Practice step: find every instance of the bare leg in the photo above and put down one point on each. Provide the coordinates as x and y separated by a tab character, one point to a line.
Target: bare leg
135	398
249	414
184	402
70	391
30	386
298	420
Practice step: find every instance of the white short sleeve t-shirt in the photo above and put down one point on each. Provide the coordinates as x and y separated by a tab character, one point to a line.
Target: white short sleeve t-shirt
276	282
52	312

...

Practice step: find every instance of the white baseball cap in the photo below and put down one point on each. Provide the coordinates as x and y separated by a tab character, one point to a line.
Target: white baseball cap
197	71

(TASK DIRECTIONS):
Pick out every line above that contains the string "sleeve" and copy each one in full. Case counts.

(RESULT FOR THIS EXERCISE):
Practice step: find every instance of the white short sleeve t-shirt in the photo above and put down one point on each. Provide the coordinates as x and y separated by a tab character, one point to a line.
Target: white short sleeve t-shirt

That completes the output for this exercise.